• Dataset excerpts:
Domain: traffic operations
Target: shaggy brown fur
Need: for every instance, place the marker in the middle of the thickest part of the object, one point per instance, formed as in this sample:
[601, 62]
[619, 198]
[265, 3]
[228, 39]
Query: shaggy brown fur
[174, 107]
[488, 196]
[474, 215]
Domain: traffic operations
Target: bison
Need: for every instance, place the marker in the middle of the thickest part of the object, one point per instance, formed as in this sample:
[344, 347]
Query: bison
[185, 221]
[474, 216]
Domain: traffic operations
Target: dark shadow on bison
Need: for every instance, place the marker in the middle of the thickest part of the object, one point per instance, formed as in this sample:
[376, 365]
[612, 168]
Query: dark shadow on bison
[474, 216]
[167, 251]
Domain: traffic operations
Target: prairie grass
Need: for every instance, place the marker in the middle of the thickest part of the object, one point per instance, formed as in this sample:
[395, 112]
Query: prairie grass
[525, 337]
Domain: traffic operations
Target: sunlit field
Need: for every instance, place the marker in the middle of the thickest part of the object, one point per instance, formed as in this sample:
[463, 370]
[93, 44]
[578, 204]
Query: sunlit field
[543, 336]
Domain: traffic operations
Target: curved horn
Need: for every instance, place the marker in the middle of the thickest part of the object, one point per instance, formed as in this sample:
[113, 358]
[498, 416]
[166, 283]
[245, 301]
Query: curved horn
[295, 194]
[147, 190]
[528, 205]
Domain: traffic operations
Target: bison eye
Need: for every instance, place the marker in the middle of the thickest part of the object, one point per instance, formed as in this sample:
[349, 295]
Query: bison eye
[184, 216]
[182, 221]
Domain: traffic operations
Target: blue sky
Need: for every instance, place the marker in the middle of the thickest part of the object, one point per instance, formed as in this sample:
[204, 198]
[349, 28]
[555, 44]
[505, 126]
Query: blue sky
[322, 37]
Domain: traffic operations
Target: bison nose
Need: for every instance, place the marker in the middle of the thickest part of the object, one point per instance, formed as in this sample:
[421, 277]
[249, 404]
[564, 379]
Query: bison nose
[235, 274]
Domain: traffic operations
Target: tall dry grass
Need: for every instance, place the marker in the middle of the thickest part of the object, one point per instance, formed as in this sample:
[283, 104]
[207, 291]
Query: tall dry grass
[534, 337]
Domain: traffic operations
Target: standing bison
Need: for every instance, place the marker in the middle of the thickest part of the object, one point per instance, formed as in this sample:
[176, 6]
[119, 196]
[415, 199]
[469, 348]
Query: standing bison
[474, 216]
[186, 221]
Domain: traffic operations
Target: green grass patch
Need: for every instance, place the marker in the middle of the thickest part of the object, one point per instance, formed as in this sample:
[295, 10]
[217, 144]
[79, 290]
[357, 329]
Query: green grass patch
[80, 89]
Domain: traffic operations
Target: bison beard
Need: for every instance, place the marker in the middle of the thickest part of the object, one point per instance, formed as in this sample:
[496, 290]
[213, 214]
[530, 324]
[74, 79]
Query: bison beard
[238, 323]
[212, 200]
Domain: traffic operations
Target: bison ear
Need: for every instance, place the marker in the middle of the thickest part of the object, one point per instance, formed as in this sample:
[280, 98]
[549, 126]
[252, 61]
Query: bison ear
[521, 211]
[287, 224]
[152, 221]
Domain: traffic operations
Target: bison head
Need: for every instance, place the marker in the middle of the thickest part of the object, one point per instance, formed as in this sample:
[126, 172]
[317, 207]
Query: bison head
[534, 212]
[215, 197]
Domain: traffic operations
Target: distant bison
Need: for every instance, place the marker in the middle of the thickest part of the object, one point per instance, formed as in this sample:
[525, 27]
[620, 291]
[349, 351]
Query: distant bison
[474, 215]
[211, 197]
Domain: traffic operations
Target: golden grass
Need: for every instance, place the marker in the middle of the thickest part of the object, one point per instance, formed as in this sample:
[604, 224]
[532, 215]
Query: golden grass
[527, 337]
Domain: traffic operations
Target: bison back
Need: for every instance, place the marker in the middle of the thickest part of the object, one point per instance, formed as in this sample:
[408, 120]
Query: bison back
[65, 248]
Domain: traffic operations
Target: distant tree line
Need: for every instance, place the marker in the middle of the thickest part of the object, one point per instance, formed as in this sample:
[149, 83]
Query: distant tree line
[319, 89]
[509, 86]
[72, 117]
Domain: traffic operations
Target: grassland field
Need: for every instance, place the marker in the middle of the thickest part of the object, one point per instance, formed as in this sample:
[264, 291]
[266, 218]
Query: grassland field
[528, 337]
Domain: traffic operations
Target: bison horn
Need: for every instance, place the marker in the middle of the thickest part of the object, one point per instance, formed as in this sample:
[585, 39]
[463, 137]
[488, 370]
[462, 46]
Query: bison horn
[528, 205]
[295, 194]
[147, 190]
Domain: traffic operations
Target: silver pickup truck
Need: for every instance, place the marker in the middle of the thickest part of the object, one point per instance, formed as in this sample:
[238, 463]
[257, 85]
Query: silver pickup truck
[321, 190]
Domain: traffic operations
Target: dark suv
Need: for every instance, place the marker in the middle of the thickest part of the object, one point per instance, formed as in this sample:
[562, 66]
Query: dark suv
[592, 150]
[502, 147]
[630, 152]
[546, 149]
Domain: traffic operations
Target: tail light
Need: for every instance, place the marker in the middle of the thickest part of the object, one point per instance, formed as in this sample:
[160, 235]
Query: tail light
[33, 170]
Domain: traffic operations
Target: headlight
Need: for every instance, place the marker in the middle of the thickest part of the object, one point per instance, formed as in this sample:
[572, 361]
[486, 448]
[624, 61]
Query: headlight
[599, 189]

• EXERCISE INSTRUCTIONS: From the first line above through the line that contains "Target: bison nose", quote each line exactly. Output nothing more.

• REPLY:
Domain: traffic operations
Target: shaggy brown fur
Need: for every instance, place the marker in the middle of the thickest part of the object, one point per instance, formed as in this sample:
[601, 62]
[619, 198]
[265, 3]
[228, 39]
Query: shaggy brown fur
[174, 107]
[488, 196]
[474, 215]
Domain: traffic operations
Target: bison
Need: for every instance, place the marker in the middle of the thickest part of the object, one point per instance, formed as in this sample:
[344, 347]
Query: bison
[185, 221]
[474, 216]
Domain: traffic operations
Target: dark shadow on bison
Need: for every instance, place the marker in the middle of the thickest part of the object, one point per instance, formed as in this sample:
[376, 365]
[612, 168]
Query: dark shadow on bison
[474, 216]
[167, 251]
Domain: traffic operations
Target: prairie grass
Need: for every instance, place the marker in the middle of the thickest part of the object, one point per instance, formed as in this sample:
[395, 112]
Query: prairie grass
[525, 337]
Domain: traffic operations
Target: sunlit field
Need: for every instance, place the marker in the middle of the thickest part of the object, one point per instance, formed as in this sample:
[463, 370]
[93, 44]
[578, 204]
Query: sunlit field
[543, 336]
Domain: traffic operations
Target: curved horn
Need: for every instance, place the marker in the middle of the thickest part of the object, one point per instance, formed as in this sample:
[113, 358]
[498, 416]
[166, 283]
[245, 301]
Query: curved horn
[295, 194]
[147, 190]
[528, 205]
Domain: traffic operations
Target: bison eye
Need: for every instance, place the marker in the middle of the thickest part of the object, one point per instance, formed as in this sample:
[349, 295]
Query: bison eye
[184, 216]
[182, 221]
Domain: traffic operations
Target: blue sky
Need: for every instance, place the marker in the middle of the thickest part of the object, one point per instance, formed as in this sample:
[204, 198]
[349, 28]
[555, 44]
[505, 126]
Query: blue sky
[322, 37]
Domain: traffic operations
Target: bison nose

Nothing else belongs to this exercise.